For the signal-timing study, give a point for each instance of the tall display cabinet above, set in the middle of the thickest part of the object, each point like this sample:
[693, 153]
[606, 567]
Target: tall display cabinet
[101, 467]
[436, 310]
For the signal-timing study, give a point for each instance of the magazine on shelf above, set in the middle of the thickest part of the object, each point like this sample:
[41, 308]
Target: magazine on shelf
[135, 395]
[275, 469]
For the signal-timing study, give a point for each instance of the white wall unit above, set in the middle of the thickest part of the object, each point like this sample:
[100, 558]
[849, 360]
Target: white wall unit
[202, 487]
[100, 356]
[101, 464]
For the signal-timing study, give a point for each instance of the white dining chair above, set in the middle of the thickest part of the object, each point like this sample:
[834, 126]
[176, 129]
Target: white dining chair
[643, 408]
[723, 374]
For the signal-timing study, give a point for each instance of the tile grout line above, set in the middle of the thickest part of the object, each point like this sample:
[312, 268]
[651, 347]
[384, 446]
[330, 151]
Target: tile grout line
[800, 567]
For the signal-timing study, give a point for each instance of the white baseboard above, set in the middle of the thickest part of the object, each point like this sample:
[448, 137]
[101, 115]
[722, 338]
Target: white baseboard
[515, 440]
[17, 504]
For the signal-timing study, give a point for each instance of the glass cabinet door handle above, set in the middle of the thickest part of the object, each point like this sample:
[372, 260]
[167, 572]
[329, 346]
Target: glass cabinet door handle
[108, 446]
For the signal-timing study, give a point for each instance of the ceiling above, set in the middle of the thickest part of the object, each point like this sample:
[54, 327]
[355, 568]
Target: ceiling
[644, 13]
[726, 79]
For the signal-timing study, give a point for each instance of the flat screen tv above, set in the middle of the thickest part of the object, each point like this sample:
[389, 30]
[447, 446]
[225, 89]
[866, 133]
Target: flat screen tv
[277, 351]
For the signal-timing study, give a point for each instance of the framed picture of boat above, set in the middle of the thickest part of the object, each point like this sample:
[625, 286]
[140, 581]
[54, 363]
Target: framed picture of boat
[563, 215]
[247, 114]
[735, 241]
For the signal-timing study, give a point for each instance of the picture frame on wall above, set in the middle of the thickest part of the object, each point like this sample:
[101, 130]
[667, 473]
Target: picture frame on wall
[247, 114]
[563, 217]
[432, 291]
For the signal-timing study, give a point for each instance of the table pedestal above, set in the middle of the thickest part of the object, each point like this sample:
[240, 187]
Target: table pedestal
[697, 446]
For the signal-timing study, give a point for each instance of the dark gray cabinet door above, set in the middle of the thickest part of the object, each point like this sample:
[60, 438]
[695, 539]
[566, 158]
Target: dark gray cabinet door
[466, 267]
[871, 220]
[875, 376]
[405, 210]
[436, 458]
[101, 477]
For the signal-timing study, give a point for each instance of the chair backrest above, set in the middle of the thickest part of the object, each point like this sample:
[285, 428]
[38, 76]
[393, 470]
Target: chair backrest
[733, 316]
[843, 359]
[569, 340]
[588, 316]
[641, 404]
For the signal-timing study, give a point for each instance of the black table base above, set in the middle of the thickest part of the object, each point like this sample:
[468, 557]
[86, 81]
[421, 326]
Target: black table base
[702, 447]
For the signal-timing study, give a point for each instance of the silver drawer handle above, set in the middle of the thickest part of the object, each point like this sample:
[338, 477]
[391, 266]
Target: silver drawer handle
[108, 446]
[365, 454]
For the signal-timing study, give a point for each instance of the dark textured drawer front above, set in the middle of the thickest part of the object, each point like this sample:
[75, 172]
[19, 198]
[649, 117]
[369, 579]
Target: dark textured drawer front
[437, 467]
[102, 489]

[Work to be completed] Repeat all entries. Match them exactly.

[Result]
For the signal-timing study, give a point for each instance of the tall display cabinet above, set in the middle of the thickest part of the object, each point like this sample:
[693, 153]
[606, 567]
Target: tall display cabinet
[101, 467]
[436, 310]
For the signal-timing study, give a point for each instance of the magazine on shelf above, set in the middle of the thickest part of the object, each point like this sample:
[41, 308]
Target: magazine on shelf
[135, 395]
[275, 469]
For the signal-timing study, give a point for each instance of the white wall unit above, set in the middle of the thickest part of the object, each point like this sample:
[100, 558]
[849, 360]
Target: white wall unit
[202, 487]
[100, 356]
[101, 464]
For the signal-timing study, give a point for each instance of the white dining chair above, set in the middle of the thickest part of the object, each point like this sample:
[834, 126]
[176, 129]
Target: white dining chair
[643, 408]
[723, 374]
For the signal-timing study, give a point for each instance of the tile grout line above, set in the middle of the thickest part of the object, each point like this sample:
[312, 268]
[651, 347]
[384, 446]
[330, 151]
Target: tile grout line
[800, 567]
For the signal-timing study, give a point for each instance of the white baseboard above, set in the middle of the thickest part of the object, each point like this sample:
[448, 137]
[101, 115]
[722, 338]
Target: white baseboard
[515, 440]
[17, 504]
For the signal-timing study, give a point for each instance of the glass cabinet door handle above, set in the middle of the thickest part of the object, each point like this sample:
[372, 260]
[167, 572]
[329, 346]
Target: glass cabinet door handle
[108, 446]
For the signal-timing study, give a point for each instance of the ceiling above, set in the middle of the thickest part of the object, each point like this sample:
[54, 327]
[355, 568]
Target: ceiling
[644, 13]
[726, 79]
For the signal-timing study, give a point for each instance of the flat screen tv above, set in the middle of the thickest part of the object, each point like this sample:
[389, 30]
[447, 446]
[225, 89]
[866, 133]
Target: flat screen tv
[277, 351]
For the signal-timing study, give a point for each instance of the framed picture of boat above, set in the middle of the thickest part of the object, each point like this sample:
[625, 286]
[140, 581]
[54, 363]
Target: framed picture of boat
[563, 215]
[247, 114]
[735, 241]
For the signal-timing study, give a point for each instance of the picture frame on wall above, set in the middle of the thickest part of the object, each point like this sample:
[101, 130]
[667, 473]
Target: picture frame on wall
[247, 114]
[563, 217]
[432, 291]
For the signal-timing study, give a point for each instance of the table pedestal above, set in the middle of the thickest part of the object, each point like this sample:
[240, 187]
Target: table pedestal
[697, 446]
For the signal-timing study, give a point for each instance of the dark gray cabinet door above, set in the middle of the thickest part of the object, each point like this sample:
[60, 438]
[695, 539]
[566, 158]
Target: dark gray cabinet door
[466, 267]
[871, 220]
[875, 376]
[405, 210]
[436, 458]
[101, 477]
For the signal-timing study, give a point for each instance of the chair backrest above, set in the middle of the thickest part of the object, each point like this sample:
[285, 428]
[38, 76]
[393, 470]
Target: chair backrest
[733, 316]
[843, 359]
[569, 340]
[588, 316]
[641, 404]
For the signal-timing study, give a point for each instance of the black table base above, set in the middle of the thickest part of the object, each point like this sample:
[468, 557]
[86, 81]
[421, 326]
Target: black table base
[702, 447]
For the signal-timing study, give a point for each instance of the silver drawer handle above, set in the middle of the thickest part of the object, each point like this sample:
[338, 477]
[391, 266]
Target: silver drawer handle
[108, 446]
[365, 454]
For the signal-timing study, give a point for each instance of the dark textured drawer front above, set in the middle of the thickest part of the object, each point like this sample:
[75, 172]
[19, 198]
[649, 117]
[369, 579]
Target: dark textured drawer front
[437, 467]
[102, 489]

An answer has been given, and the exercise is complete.